→ **YOUR TASK**
Copy the following data word for word, starting at the line containing "Bound every riverbank." and ending at the line containing "381 298 406 334", with both of those lines included.

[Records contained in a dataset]
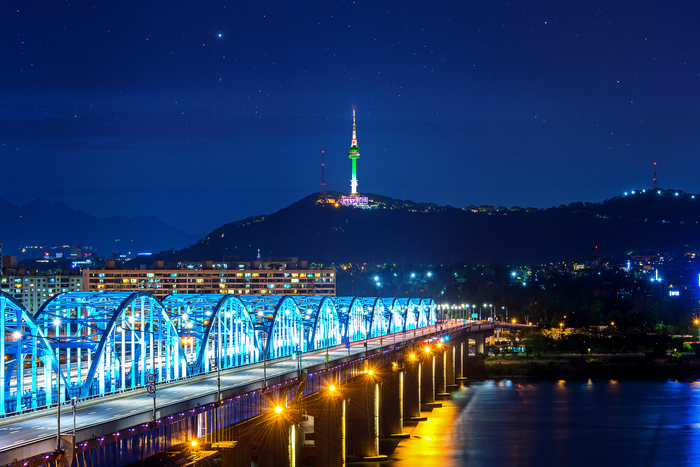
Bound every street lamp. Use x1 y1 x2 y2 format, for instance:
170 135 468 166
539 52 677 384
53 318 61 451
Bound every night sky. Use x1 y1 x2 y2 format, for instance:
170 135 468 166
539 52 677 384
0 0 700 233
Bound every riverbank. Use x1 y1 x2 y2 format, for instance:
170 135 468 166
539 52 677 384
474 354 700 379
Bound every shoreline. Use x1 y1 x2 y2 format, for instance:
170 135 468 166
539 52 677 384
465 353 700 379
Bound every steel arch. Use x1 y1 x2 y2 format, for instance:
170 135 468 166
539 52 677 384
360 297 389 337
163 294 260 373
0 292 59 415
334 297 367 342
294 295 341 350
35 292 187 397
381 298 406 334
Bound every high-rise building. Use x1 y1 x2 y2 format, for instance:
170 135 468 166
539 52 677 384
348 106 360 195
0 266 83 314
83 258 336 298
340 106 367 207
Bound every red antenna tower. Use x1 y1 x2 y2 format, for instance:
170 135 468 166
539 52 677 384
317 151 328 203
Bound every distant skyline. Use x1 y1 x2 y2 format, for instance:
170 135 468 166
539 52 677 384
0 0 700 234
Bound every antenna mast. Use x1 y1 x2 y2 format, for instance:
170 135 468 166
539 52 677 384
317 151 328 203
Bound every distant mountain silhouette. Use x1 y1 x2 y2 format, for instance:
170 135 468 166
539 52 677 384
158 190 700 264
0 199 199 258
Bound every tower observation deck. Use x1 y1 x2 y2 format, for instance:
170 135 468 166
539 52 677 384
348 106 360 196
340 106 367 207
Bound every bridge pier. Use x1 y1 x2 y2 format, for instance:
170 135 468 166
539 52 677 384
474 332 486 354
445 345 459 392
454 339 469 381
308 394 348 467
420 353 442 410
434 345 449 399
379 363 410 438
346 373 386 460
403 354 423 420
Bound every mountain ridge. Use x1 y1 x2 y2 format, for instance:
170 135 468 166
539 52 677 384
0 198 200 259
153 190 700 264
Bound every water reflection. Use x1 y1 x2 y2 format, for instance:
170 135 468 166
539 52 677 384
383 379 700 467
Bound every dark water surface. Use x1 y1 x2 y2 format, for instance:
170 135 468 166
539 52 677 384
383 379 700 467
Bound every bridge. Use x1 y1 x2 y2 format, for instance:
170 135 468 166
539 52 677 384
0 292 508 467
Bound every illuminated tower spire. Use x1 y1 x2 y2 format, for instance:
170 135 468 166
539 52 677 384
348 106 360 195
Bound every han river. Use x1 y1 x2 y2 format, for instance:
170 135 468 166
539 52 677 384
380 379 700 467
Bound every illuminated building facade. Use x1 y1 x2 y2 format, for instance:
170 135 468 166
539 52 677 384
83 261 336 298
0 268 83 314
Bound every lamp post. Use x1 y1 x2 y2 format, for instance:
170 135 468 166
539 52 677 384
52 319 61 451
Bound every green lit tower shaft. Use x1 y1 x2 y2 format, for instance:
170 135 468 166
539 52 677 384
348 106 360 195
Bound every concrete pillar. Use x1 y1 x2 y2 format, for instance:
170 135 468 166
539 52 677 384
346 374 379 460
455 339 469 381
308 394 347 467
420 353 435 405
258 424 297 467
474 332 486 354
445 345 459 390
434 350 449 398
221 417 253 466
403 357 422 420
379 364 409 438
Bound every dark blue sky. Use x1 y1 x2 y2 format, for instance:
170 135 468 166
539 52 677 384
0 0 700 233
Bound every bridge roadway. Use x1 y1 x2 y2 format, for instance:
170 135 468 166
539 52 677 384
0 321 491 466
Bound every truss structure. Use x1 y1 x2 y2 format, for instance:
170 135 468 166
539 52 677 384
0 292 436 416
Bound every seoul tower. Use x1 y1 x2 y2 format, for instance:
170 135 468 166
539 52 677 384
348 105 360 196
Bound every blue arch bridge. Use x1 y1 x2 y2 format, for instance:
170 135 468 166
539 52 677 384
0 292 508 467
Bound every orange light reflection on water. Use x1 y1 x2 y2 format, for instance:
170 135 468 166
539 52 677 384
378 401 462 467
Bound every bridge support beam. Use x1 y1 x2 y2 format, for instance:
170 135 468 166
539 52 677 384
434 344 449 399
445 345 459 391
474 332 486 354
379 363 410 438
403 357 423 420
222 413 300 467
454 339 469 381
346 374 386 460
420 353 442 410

---

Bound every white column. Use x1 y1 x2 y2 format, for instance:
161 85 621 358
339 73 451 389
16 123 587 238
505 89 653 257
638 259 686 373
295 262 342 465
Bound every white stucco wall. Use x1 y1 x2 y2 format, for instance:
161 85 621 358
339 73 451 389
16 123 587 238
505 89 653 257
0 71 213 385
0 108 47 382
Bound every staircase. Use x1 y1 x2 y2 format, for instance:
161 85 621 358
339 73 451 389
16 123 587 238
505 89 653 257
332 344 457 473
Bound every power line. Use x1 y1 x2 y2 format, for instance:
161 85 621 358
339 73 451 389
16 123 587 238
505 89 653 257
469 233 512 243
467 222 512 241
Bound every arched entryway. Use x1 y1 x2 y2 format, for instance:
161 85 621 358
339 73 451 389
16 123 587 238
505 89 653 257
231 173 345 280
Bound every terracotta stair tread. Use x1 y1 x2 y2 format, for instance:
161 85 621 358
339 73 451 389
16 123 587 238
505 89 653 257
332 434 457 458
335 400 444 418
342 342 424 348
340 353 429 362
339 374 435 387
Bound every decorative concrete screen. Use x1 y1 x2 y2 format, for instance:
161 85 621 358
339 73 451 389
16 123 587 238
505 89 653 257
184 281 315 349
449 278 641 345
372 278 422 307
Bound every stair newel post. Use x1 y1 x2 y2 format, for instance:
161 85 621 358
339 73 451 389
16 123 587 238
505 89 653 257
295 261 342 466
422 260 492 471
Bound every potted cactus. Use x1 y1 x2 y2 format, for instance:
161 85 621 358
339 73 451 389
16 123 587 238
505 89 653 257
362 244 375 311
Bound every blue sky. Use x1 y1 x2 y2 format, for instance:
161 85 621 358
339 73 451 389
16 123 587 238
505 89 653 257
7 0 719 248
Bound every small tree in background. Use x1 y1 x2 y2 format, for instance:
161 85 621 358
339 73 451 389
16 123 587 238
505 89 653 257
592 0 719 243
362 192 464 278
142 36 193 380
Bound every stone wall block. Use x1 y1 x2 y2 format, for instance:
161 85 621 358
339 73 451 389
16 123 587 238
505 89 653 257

→ **EXERCISE OUTPUT**
Bound every riverbank. Use x1 y1 x2 y2 format, for instance:
170 135 468 166
539 52 677 384
474 354 700 379
Bound every shoreline. Use x1 y1 x2 y2 format, for instance:
170 135 468 166
539 52 677 384
465 353 700 379
Bound every steel arch. Use x1 y1 x2 y2 format, for instance:
170 135 468 166
539 52 677 384
360 297 389 337
163 294 260 373
0 292 59 415
334 297 367 342
294 295 341 350
35 292 187 397
381 298 406 334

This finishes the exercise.